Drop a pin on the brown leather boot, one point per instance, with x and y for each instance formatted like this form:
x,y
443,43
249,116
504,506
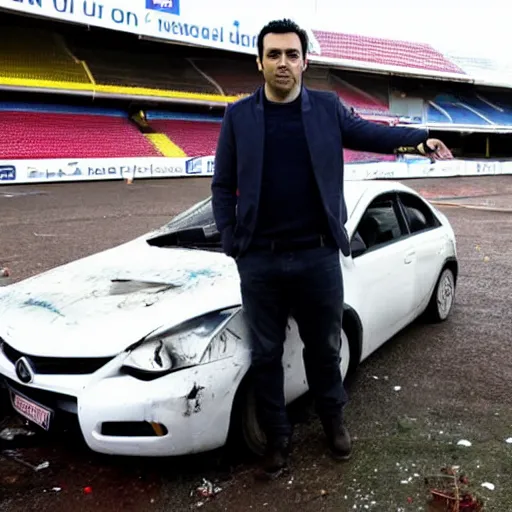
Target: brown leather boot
x,y
338,438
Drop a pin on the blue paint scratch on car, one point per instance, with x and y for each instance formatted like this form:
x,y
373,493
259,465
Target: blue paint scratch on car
x,y
42,304
205,272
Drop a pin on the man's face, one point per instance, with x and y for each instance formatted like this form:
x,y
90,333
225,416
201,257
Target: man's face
x,y
282,63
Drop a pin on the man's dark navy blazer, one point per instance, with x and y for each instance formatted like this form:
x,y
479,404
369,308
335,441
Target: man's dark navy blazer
x,y
329,127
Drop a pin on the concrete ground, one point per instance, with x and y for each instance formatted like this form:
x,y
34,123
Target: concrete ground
x,y
454,378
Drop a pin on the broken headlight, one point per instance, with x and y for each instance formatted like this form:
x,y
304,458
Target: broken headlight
x,y
188,344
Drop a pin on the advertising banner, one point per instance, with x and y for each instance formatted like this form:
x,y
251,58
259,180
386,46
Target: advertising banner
x,y
62,170
171,20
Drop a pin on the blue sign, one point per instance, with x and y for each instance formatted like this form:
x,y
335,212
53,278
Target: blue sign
x,y
7,173
168,6
200,165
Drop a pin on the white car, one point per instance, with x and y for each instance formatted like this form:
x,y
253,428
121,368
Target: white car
x,y
145,344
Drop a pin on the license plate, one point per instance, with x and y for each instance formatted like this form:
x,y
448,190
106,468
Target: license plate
x,y
34,412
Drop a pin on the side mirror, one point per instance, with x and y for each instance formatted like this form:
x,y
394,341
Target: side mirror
x,y
357,246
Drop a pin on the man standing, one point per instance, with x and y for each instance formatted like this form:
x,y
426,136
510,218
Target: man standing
x,y
278,201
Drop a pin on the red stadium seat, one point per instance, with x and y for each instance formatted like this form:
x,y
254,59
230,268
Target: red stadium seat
x,y
196,138
38,135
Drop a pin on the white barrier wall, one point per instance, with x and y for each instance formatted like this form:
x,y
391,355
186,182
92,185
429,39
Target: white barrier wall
x,y
61,170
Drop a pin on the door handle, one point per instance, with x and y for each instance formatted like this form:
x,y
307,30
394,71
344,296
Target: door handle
x,y
409,257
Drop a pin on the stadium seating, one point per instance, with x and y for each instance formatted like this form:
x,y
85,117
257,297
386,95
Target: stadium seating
x,y
30,132
37,55
234,76
384,51
196,136
468,110
118,67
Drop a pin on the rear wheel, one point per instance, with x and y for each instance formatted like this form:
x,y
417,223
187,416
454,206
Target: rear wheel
x,y
443,297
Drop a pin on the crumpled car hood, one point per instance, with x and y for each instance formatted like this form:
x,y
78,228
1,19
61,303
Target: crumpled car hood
x,y
101,304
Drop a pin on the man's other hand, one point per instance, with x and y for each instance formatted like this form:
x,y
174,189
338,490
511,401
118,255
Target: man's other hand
x,y
435,149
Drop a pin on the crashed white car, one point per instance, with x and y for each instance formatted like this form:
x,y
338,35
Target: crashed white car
x,y
145,344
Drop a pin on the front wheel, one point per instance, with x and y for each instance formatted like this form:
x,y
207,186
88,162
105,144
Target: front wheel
x,y
443,297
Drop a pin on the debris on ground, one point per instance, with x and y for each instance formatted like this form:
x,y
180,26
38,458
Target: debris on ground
x,y
8,434
16,456
452,491
207,490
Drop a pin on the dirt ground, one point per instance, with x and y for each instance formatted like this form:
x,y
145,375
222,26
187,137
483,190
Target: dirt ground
x,y
454,378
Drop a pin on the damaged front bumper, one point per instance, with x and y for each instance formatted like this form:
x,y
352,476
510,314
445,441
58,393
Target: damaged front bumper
x,y
184,412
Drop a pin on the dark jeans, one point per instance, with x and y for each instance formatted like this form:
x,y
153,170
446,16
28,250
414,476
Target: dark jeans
x,y
308,285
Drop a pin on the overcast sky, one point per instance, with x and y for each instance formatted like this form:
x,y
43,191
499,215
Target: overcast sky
x,y
471,27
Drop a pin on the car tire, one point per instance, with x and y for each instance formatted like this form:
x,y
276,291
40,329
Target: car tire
x,y
252,435
443,297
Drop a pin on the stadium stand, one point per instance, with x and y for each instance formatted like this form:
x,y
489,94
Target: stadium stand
x,y
468,109
45,131
128,67
38,55
198,135
352,157
384,51
195,135
233,76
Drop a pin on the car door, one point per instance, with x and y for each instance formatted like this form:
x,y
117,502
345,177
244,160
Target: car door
x,y
427,240
381,279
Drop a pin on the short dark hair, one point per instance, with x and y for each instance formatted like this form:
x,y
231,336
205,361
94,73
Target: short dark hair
x,y
283,26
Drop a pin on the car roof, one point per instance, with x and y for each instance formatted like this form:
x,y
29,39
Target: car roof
x,y
355,189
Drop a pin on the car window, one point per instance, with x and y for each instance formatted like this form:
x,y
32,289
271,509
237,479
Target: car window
x,y
378,226
418,215
199,215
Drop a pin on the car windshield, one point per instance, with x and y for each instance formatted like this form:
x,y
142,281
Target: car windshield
x,y
194,227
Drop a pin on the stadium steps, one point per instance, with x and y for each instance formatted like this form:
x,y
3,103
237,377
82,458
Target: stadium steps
x,y
164,145
37,58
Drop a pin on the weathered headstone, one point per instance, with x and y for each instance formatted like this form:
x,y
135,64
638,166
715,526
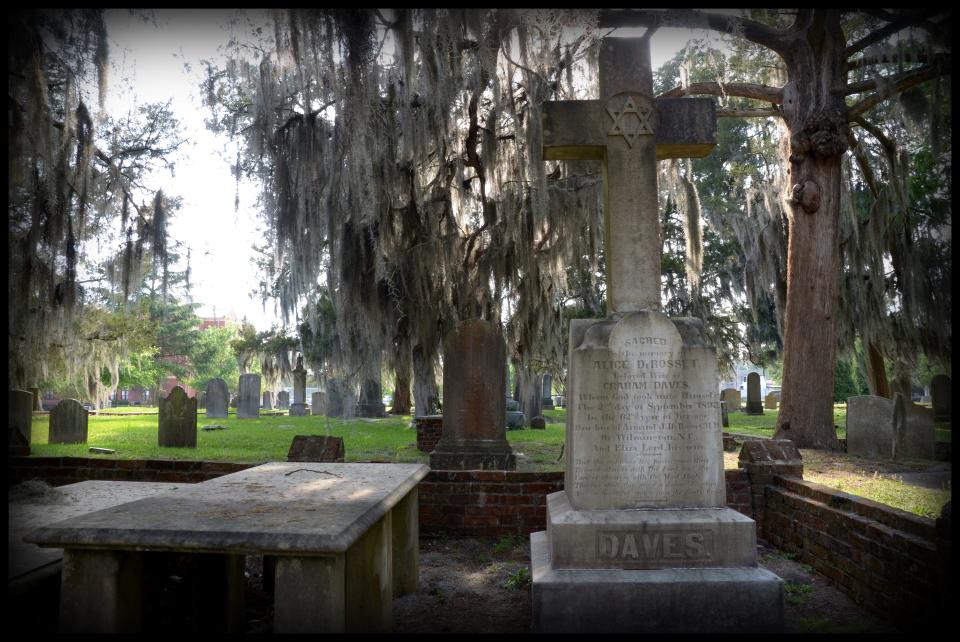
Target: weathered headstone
x,y
732,398
217,396
299,406
248,396
316,448
940,397
917,439
873,424
640,540
474,434
547,390
37,403
68,423
371,400
335,404
318,403
754,403
177,420
20,413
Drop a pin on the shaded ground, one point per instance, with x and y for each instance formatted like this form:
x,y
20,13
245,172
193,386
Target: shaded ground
x,y
482,585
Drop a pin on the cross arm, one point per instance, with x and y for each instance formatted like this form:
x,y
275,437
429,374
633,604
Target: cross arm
x,y
577,129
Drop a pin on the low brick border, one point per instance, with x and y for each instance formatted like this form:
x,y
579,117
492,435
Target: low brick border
x,y
58,471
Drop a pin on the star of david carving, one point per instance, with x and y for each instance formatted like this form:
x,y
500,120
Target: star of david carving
x,y
643,115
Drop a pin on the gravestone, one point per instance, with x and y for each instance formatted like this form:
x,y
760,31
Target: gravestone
x,y
640,539
474,435
371,400
940,397
334,401
732,397
770,401
299,406
37,403
68,423
547,389
217,396
318,403
177,420
872,425
515,420
316,448
754,403
916,439
20,413
248,396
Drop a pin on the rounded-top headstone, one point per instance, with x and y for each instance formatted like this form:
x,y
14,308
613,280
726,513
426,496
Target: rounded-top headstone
x,y
217,399
177,420
474,407
754,403
20,413
248,396
68,423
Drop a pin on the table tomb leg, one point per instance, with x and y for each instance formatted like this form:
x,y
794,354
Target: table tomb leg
x,y
100,591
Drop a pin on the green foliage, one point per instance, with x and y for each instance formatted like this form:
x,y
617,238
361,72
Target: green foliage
x,y
213,357
519,579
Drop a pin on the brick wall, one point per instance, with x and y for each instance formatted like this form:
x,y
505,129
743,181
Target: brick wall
x,y
58,471
886,559
500,502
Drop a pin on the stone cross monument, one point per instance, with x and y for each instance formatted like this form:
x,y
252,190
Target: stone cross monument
x,y
640,539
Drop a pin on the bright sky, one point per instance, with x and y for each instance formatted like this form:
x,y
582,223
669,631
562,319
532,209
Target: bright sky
x,y
153,57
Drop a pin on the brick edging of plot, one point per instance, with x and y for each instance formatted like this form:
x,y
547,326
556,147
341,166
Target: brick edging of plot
x,y
58,471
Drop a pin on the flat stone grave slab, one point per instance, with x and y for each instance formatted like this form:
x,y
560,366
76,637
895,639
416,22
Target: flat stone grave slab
x,y
345,538
34,504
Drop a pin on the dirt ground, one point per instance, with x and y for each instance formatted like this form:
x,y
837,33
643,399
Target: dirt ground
x,y
482,585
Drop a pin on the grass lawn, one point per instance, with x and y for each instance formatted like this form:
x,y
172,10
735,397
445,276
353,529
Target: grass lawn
x,y
393,439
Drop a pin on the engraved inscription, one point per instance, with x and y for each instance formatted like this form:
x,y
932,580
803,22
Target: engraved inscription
x,y
644,422
647,548
630,120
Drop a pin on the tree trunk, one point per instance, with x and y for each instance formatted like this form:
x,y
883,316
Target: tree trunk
x,y
817,121
426,395
877,372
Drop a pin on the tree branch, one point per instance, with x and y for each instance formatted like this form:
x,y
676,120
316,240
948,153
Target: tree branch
x,y
747,113
764,93
750,29
900,84
902,23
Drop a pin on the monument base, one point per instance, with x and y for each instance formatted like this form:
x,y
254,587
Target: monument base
x,y
374,410
298,410
475,454
678,600
754,408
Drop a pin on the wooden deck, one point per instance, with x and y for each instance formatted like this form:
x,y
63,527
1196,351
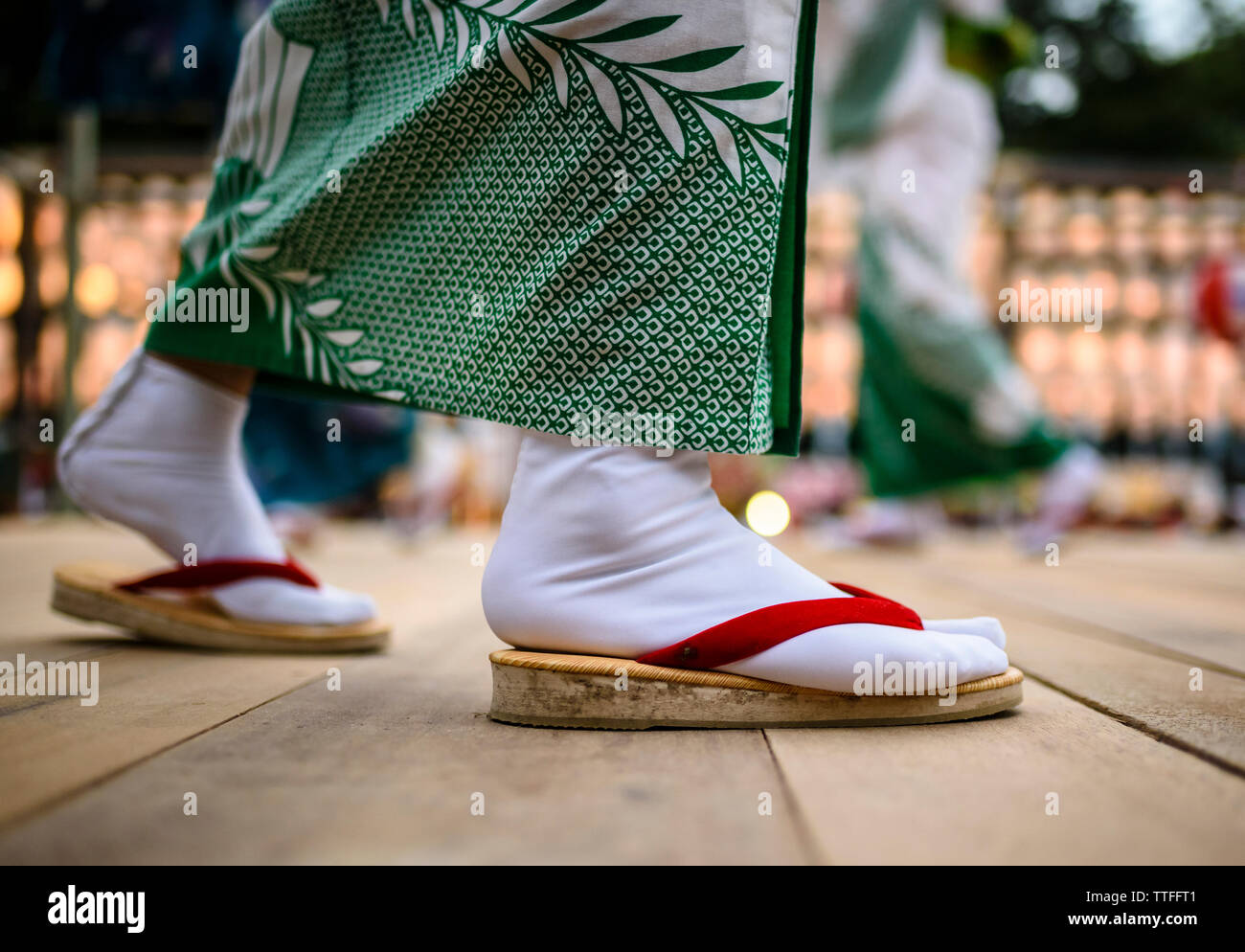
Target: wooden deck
x,y
386,768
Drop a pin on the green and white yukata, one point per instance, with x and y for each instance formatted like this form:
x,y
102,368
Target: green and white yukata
x,y
917,141
524,211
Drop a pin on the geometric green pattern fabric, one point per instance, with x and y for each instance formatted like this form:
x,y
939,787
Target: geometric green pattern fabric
x,y
521,209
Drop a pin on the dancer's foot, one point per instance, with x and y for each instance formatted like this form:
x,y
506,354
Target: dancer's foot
x,y
161,453
615,552
1067,489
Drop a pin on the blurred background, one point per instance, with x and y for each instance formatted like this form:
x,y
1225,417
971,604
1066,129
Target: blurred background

==*==

● Directive: Quote exactly, and only, the lines from the one containing "Drop a pin on the wooden" through the last line of the records above, both included; leave out any pictures.

● Answer to the problem:
Drop a pin on the wooden deck, one point per instance, with x and y for each instance formatted like this form:
x,y
63,527
1196,351
Target: wooden deck
x,y
386,768
Drop a pin on the green and white yukata, one point per instance, with x and y for each instance formatted like this form:
x,y
102,368
Target: green and white yukata
x,y
917,141
524,211
Drop a pin on the geometric green pattern fabric, one point per instance, with x and y for each instance formatted like this form:
x,y
939,787
Target: geometric green pattern fabric
x,y
521,209
Drop a pin on the dancer's foot, one point per instance, with x and y for each instance formatted like this form:
x,y
506,354
Target: dancer's foot
x,y
161,453
615,552
1067,489
Drop a pin on the blurred background, one point per instance, with x and y for each instance formatted like this form:
x,y
1225,417
971,604
1066,129
Target: blurred background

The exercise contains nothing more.